### [Direction]
Can you recast every line of the data below as a Markdown table with two columns, Row for the line number and Text for the line itself, omitting blank lines?

- - - - -

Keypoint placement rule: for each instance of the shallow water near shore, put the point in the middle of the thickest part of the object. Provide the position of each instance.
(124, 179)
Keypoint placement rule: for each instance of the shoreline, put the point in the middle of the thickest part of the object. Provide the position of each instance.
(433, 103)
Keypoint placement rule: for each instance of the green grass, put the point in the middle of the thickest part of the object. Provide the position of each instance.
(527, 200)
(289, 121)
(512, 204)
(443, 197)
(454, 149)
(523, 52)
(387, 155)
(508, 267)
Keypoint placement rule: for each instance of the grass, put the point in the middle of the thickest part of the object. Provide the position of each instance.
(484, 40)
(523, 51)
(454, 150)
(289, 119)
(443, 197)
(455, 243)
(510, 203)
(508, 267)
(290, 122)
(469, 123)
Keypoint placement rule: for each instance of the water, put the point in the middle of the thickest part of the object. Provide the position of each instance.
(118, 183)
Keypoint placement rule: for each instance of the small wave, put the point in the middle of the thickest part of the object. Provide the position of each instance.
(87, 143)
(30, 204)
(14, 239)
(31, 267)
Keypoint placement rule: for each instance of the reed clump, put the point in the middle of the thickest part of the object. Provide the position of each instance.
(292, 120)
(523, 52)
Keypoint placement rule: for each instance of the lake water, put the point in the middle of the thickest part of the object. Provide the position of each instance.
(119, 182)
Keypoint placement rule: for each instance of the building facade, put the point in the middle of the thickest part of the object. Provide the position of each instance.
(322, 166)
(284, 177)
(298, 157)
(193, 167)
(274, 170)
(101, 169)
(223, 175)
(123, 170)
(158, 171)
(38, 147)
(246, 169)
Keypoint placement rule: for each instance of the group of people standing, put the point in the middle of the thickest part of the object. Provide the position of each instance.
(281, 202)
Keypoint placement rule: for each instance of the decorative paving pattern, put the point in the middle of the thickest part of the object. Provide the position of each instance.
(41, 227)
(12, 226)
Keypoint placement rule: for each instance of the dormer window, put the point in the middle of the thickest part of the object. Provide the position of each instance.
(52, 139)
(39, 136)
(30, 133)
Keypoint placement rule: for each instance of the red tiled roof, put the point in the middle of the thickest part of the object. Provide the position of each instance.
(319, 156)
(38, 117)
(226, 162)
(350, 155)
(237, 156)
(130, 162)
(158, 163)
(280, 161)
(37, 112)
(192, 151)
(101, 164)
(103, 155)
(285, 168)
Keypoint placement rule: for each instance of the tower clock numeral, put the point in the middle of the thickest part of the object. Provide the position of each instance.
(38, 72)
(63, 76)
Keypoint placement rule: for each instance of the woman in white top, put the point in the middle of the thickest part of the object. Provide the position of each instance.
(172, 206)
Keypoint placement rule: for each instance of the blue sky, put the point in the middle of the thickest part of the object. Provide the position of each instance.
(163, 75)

- - - - -

### [Output for this task]
| Row | Text |
|---|---|
| 1 | Keypoint placement rule: for each instance of the shallow water near shore, put the point in the middle of the thickest part of the object. Provide the position of each instance. |
| 2 | (124, 179) |
| 3 | Keypoint placement rule: for each instance of the shoreline, put the point in the middle of the thickest part of the object. Provide the position of each instance. |
| 4 | (433, 103) |
| 5 | Keypoint placement rule: for each instance of the green grass, put the point in the middle of the thickest part of the object. Provide the position of each instance. |
| 6 | (527, 200) |
| 7 | (289, 121) |
| 8 | (512, 204) |
| 9 | (443, 197) |
| 10 | (454, 149) |
| 11 | (523, 52) |
| 12 | (387, 155) |
| 13 | (508, 267) |
| 14 | Keypoint placement rule: for each instance of the grass, put the point in the middle of the thickest part of the object. Provide the position of each instance. |
| 15 | (484, 40) |
| 16 | (523, 51) |
| 17 | (454, 150) |
| 18 | (289, 119) |
| 19 | (443, 197) |
| 20 | (455, 243) |
| 21 | (510, 203) |
| 22 | (508, 267) |
| 23 | (290, 122) |
| 24 | (469, 123) |
| 25 | Keypoint placement rule: for each instance of the water, put the point in the middle of the thickest part of the object. Provide the position of each instance. |
| 26 | (118, 183) |
| 27 | Keypoint placement rule: for each instance of the small wave, put the point in the middle of the thickest part of the object. Provide the position of each instance. |
| 28 | (87, 143) |
| 29 | (30, 204) |
| 30 | (14, 239) |
| 31 | (31, 267) |
| 32 | Keypoint placement rule: for each instance of the reed clump, put the point in the middle of the thickest part of the object. Provide the position of each instance. |
| 33 | (292, 120) |
| 34 | (523, 52) |
| 35 | Keypoint placement rule: for each instance of the lake water, put the point in the middle of the thickest part of the object. Provide the position of each instance. |
| 36 | (119, 182) |
| 37 | Keypoint placement rule: for each instance of the building facade, put the point in the middle of the thickest part of the object. Provide the position of each instance. |
| 38 | (322, 166) |
| 39 | (284, 177) |
| 40 | (298, 157) |
| 41 | (193, 167) |
| 42 | (274, 170) |
| 43 | (101, 169) |
| 44 | (223, 175) |
| 45 | (123, 170) |
| 46 | (158, 171) |
| 47 | (38, 147) |
| 48 | (246, 169) |
| 49 | Keypoint placement rule: for each instance of the group of people standing, put the point in the middle of the thickest part of the object. Provide the position of each instance. |
| 50 | (281, 202) |
| 51 | Keypoint placement rule: for each instance of the decorative paving pattern, put the point in the middle of the thickest part of the object. Provide the position of each instance. |
| 52 | (41, 227) |
| 53 | (12, 226) |
| 54 | Keypoint placement rule: for each instance of the dormer window, put the point in the middle of the thickest part of the object. Provide the position of each instance. |
| 55 | (52, 139) |
| 56 | (39, 136) |
| 57 | (30, 133) |
| 58 | Keypoint placement rule: for each instance of the red tiled roof, put the point in the middle of the thickest part of the object. Provide the position of each instance. |
| 59 | (319, 156) |
| 60 | (38, 117) |
| 61 | (226, 162) |
| 62 | (350, 155) |
| 63 | (237, 156) |
| 64 | (130, 162) |
| 65 | (158, 163) |
| 66 | (280, 161) |
| 67 | (37, 112) |
| 68 | (192, 151) |
| 69 | (101, 164) |
| 70 | (103, 155) |
| 71 | (285, 168) |
| 72 | Keypoint placement rule: for each instance of the tower clock numeral, put the point in the middle of the thickest part of the object. Provide the position of each instance. |
| 73 | (38, 72) |
| 74 | (63, 76) |
| 75 | Keypoint placement rule: for each instance of the woman in white top, put the point in the middle of the thickest part of the object. Provide the position of each instance. |
| 76 | (172, 206) |
| 77 | Keypoint placement rule: for each instance of the blue sky, put the point in the middle of the thickest part of the object. Provide the position of each instance. |
| 78 | (163, 75) |